» What is expected
Reproduce the following listing verbatim, line for line, without altering any characters.

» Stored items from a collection
········
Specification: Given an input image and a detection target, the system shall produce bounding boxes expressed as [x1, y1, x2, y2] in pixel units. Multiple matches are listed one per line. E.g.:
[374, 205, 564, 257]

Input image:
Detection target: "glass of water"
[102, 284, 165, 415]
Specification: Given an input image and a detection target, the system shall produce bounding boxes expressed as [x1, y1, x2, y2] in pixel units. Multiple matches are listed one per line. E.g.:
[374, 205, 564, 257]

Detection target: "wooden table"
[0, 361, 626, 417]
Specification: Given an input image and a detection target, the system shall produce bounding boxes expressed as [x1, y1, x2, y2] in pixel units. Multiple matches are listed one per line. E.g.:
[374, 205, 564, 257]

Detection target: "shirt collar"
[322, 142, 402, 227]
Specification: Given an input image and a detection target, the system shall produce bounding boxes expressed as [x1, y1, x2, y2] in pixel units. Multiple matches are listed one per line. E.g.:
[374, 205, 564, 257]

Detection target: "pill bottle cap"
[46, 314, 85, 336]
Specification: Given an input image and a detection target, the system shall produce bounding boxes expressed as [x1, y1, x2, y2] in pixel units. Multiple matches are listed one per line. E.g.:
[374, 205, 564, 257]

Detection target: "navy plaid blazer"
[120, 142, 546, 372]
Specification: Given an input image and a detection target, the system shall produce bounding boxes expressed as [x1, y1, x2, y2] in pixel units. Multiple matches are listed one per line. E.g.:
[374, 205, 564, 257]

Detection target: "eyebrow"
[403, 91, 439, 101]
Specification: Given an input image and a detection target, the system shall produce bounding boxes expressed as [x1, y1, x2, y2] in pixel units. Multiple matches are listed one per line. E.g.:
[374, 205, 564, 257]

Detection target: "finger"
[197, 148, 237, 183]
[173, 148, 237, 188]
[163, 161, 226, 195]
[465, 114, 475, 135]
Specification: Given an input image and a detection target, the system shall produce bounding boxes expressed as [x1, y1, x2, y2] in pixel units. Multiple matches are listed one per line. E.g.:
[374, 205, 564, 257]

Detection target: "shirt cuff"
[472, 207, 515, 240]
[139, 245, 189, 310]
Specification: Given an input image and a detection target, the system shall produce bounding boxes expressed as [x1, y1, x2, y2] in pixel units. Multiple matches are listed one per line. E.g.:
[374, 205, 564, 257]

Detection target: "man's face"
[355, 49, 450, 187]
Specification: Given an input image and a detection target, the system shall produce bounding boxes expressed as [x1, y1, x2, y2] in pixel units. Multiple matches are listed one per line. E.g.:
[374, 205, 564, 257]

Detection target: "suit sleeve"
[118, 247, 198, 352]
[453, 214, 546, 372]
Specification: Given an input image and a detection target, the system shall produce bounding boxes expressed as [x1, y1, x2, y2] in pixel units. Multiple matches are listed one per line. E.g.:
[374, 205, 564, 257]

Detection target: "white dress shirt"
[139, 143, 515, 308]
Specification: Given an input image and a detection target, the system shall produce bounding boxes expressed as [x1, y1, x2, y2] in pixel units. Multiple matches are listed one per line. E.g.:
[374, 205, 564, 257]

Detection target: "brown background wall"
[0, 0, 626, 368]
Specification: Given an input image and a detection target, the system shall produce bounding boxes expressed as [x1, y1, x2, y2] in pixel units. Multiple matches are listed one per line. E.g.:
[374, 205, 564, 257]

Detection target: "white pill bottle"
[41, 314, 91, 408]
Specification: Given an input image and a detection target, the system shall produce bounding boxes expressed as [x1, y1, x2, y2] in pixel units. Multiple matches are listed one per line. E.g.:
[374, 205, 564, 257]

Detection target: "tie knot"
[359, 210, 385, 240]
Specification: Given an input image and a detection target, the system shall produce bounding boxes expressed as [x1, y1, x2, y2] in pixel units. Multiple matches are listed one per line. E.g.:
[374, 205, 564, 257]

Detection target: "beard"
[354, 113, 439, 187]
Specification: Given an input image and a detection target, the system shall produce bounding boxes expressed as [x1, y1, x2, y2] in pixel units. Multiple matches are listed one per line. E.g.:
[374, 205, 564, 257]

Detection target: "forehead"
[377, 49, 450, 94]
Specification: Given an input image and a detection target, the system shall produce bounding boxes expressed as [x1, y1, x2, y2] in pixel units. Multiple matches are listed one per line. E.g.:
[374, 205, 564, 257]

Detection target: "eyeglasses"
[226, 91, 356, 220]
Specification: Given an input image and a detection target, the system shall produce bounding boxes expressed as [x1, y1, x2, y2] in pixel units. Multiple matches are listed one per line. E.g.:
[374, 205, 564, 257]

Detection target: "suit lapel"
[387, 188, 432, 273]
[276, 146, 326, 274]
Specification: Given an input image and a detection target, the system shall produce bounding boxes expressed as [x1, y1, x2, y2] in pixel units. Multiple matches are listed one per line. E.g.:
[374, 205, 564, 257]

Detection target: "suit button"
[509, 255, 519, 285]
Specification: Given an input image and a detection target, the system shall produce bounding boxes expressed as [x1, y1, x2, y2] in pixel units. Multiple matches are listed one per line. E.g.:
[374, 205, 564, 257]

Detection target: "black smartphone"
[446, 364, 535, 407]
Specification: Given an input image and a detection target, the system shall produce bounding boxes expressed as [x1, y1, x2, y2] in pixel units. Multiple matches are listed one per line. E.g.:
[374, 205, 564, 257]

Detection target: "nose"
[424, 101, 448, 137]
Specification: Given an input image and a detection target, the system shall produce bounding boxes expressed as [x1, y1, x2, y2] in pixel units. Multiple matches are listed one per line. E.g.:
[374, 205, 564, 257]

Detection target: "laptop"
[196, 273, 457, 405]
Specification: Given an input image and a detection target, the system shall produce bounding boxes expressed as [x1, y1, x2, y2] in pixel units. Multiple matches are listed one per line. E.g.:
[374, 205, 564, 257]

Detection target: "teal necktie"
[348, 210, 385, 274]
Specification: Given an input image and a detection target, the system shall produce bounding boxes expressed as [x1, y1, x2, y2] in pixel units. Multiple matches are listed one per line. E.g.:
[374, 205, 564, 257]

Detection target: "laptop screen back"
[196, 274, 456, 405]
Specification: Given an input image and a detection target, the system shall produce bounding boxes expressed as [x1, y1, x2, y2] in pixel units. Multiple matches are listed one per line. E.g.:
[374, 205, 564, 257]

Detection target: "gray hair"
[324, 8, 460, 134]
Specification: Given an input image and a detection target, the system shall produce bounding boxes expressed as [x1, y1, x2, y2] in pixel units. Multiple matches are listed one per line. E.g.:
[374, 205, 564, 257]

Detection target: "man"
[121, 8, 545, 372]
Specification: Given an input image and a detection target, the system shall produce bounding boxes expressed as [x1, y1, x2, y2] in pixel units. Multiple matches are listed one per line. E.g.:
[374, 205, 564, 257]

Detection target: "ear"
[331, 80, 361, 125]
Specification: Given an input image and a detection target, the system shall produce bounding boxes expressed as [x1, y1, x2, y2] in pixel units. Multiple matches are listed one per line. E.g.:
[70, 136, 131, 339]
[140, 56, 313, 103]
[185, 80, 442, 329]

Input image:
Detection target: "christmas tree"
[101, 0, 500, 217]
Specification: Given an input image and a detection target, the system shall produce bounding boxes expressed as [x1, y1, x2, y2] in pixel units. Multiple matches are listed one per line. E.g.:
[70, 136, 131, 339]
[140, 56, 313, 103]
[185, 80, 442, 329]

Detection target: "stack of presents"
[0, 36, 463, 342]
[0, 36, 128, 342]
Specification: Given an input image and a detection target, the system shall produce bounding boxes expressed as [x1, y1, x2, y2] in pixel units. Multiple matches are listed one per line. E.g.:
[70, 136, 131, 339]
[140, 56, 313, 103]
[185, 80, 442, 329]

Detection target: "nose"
········
» Problem solution
Specification: Given an input image and a detection target, the system shall produce bounding boxes expressed as [x1, y1, x2, y2] in pixel units. Multiple matches are listed one per line. E.g.:
[374, 205, 564, 257]

Input image:
Detection target: "glass of water"
[102, 284, 165, 415]
Specification: Given an input image and a detection target, the system shall produce bounding boxes expressed as [x1, y1, x2, y2] in pixel units. Multiple matches are listed one per line. E.g.:
[374, 205, 564, 257]

Detection target: "wooden table"
[0, 361, 626, 417]
Specification: Given an input image and a detection target, the system shall produce bounding boxes expressed as [x1, y1, x2, y2] in pixel units. Multiple matches are listed one per line. E.g.:
[374, 205, 564, 257]

Detection target: "shirt collar"
[322, 142, 402, 227]
Specification: Given an input image and a detection target, the system shall produce bounding boxes expressed as [x1, y1, x2, y2] in pixel units. Multiple matches are listed one per line. E.g.:
[374, 205, 564, 257]

Detection target: "pill bottle cap"
[46, 314, 85, 336]
Specification: Given an input image and a detection target, the system shall produce bounding boxes expressed as [x1, y1, x2, y2] in pixel units. Multiple matches are listed one per line. E.g.:
[374, 205, 564, 257]

Detection target: "navy plaid blazer"
[120, 142, 546, 372]
Specification: Given an input image and a detection target, the system shall produce bounding boxes expressed as [x1, y1, x2, y2] in pixel units. Multiple matches are listed one per line. E.g.:
[374, 205, 564, 257]

Detection target: "eyebrow"
[403, 91, 439, 101]
Specification: Given an input image and a detection target, the system shall produce bounding boxes expressed as [x1, y1, x2, y2] in pixel units. Multiple matches are listed one per line. E.g.:
[374, 205, 564, 257]

Detection target: "finger"
[197, 148, 237, 183]
[173, 148, 237, 188]
[163, 161, 226, 195]
[465, 114, 475, 135]
Specification: Given an input image and a detection target, the system shall produce bounding boxes expressed as [x1, y1, x2, y2] in pixel units. Multiple matches are listed one per line. E.g.:
[374, 205, 564, 257]

Detection target: "shirt cuff"
[472, 207, 515, 240]
[139, 245, 189, 310]
Specification: Given an input image and a detection target, the system shall produce bounding boxes expressed as [x1, y1, x2, y2] in pixel units. Multiple matches are listed one per line. E.g.:
[374, 205, 564, 257]

Detection target: "man's face"
[355, 49, 450, 187]
Specification: Given an input image and a detection target, the system shall produce bounding boxes expressed as [x1, y1, x2, y2] in pixel units. Multiple matches are listed one per line. E.g.:
[374, 205, 564, 257]

Detection target: "suit sleeve"
[118, 247, 198, 352]
[453, 214, 546, 372]
Specification: Given an input image and a detection target, the system shall produce bounding boxes expressed as [x1, y1, x2, y2] in pixel units. Multiple matches are listed one per line. E.g.:
[374, 205, 564, 257]

Detection target: "white dress shirt"
[139, 143, 515, 308]
Specification: Given an input image and a detection target, the system shall produce bounding boxes expressed as [x1, y1, x2, y2] in pixel units. Multiple matches are listed one per line. E.g.:
[374, 205, 564, 257]

Detection target: "brown background wall"
[0, 0, 626, 368]
Specification: Given an input image and a detection target, the system shall produce bounding boxes expressed as [x1, y1, x2, y2] in pixel units. Multiple matches are listed one per line. E.g.:
[374, 205, 564, 257]

Detection target: "white pill bottle"
[41, 314, 91, 408]
Specification: Given an input image and a detection target, the system shall produce bounding boxes expressed as [x1, y1, x2, y2] in pixel units. Multiple matches are listed one per line. E.g.:
[374, 205, 564, 257]

Detection target: "tie knot"
[359, 210, 385, 240]
Specification: Given an input image and a detection target, the system shall produce bounding boxes expressed as [x1, y1, x2, y2] in pixel units. Multiple matches are listed one per line. E.g.:
[374, 205, 564, 257]

Detection target: "beard"
[354, 113, 439, 187]
Specification: Given an input image and a detection target, the system shall produce bounding boxes expressed as [x1, y1, x2, y2] in pixel units. Multiple matches are listed one per line. E.g.:
[374, 205, 564, 257]

Detection target: "forehead"
[377, 49, 450, 94]
Specification: Given an input image and a detection target, the system shall produce bounding boxes expressed as [x1, y1, x2, y2] in pixel units. Multiple matches are listed one per line. E.g.:
[374, 205, 564, 257]

Detection target: "eyeglasses"
[226, 91, 356, 220]
Specification: Given an input image and a detection target, the system shall produce bounding boxes expressed as [x1, y1, x2, y2] in pixel units. Multiple matches are listed one per line. E.g.:
[374, 205, 564, 257]

Detection target: "suit lapel"
[387, 188, 432, 273]
[276, 146, 326, 274]
Specification: Given an input image and a detection target, the system shall produce bounding boxes expressed as [x1, y1, x2, y2] in pixel units. Multiple matches are listed one per line. E.g.:
[374, 205, 564, 257]

Detection target: "suit button"
[509, 255, 519, 285]
Specification: Given an input image and a detection target, the system shall produce bounding boxes expressed as [x1, y1, x2, y2] in pixel units. Multiple matches are listed one per line. E.g.:
[374, 205, 564, 257]

Detection target: "black smartphone"
[446, 364, 535, 407]
Specification: Given an input image and a detection target, the system shall produce bounding boxes expressed as [x1, y1, x2, y2] in pixel units. Multiple matches are listed one per line. E.g.:
[374, 205, 564, 257]

Detection target: "nose"
[424, 101, 448, 137]
Specification: Given an input image and a detection target, the system shall produce bounding boxes expressed as [x1, y1, x2, y2] in pixel units. Multiple matches are listed one per line. E.g.:
[374, 205, 564, 257]

Detection target: "laptop"
[196, 273, 457, 405]
Specification: Given an input image and a detection target, the system shall produce bounding boxes expressed as [x1, y1, x2, y2] in pixel units. Multiple matches are listed one per line. E.g.:
[374, 205, 564, 257]

Detection target: "teal necktie"
[348, 210, 385, 274]
Specification: Given an input image and a detection target, the system shall produce bounding boxes expressed as [x1, y1, x2, y2] in pixel units. Multiple matches are listed one per line. E.g.:
[374, 205, 564, 257]

Detection target: "laptop screen back"
[196, 274, 456, 405]
Specification: Given an input image and a detection target, the system shall produce bounding boxes expressed as [x1, y1, x2, y2] in pixel units. Multiple matches are listed one per line. E.g.:
[374, 205, 564, 257]

Detection target: "gray hair"
[324, 8, 460, 134]
Specification: Given an input image and a detection target, the system shall produce bounding boxes expressed as [x1, y1, x2, y2] in pixel units. Multiple matches are listed one per line. E.g.:
[374, 205, 564, 257]

Detection target: "man"
[121, 8, 545, 372]
Specification: Given an input image and a detection target, the system shall produce bounding boxes expressed as [x1, y1, x2, y2] in pixel units. Multiple matches are listed one per line. E.g.:
[374, 205, 564, 257]

Detection target: "ear"
[331, 80, 361, 125]
Specification: Given an input image and a detection target, the system shall produce bounding boxes expressed as [x1, y1, x2, y2] in pixel units. Multiple matches are listed one per line. E.g.:
[70, 136, 131, 339]
[140, 56, 313, 103]
[185, 80, 442, 329]

Input image:
Detection target: "christmas tree"
[101, 0, 500, 217]
Specification: Given an input image and a detection target, the system shall produce bounding boxes expressed as [x1, y1, x2, y2] in pixel units. Multiple matches are listed one per line. E.g.:
[70, 136, 131, 339]
[140, 56, 313, 103]
[185, 80, 442, 329]

Detection target: "stack of presents"
[0, 36, 463, 342]
[0, 36, 128, 342]
Specification: Given an input image and a detection target, the system shall produce bounding boxes expressed as [x1, y1, x2, y2] in pixel units. Multiple matches are listed one per line. E.g.:
[70, 136, 131, 339]
[140, 56, 313, 103]
[185, 80, 442, 329]

Detection target: "nose"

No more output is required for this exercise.